• [TASK STATEMENT]: Extract every line from the listing below that contains the string "suit", copying each one in full.

Location annotation dataset excerpts

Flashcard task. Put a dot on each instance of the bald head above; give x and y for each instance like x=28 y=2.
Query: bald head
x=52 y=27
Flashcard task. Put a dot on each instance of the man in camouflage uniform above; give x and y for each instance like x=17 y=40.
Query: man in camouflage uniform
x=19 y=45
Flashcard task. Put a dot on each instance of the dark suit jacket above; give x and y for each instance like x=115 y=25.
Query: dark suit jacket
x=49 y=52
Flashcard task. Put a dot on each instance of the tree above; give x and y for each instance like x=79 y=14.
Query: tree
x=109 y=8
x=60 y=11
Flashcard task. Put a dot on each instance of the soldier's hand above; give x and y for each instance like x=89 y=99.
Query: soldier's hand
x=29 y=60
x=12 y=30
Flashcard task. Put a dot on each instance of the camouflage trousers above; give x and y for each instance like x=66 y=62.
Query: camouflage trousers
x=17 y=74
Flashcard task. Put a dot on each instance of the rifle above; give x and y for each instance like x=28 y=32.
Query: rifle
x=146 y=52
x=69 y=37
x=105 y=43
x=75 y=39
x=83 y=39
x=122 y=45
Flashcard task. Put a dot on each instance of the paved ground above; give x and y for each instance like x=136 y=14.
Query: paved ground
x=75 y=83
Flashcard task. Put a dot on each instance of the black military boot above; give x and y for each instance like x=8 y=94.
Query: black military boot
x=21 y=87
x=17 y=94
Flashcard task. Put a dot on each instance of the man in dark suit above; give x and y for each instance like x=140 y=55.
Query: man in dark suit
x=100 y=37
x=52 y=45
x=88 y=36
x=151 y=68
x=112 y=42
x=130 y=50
==
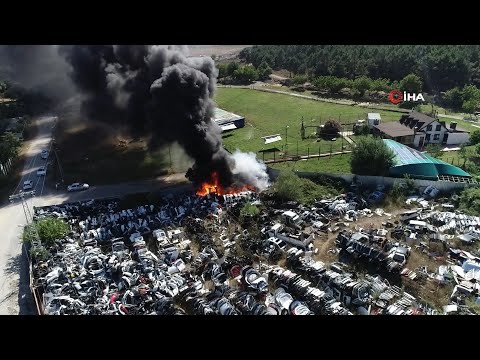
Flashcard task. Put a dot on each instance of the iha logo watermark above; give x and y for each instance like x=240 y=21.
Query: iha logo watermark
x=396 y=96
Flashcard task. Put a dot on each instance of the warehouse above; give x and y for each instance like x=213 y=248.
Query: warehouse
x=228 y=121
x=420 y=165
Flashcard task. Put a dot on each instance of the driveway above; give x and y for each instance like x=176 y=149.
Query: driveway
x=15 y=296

• [WRITTEN RESPONSE]:
Flashcard task. Put a dot on each instance of the dark suit jacket above; give x and y for each instance like x=115 y=25.
Query: dark suit jacket
Flashcard task. Put a dot on each instance of the man in dark suit above; give x and y for each instance like x=140 y=55.
Query: man in dark suit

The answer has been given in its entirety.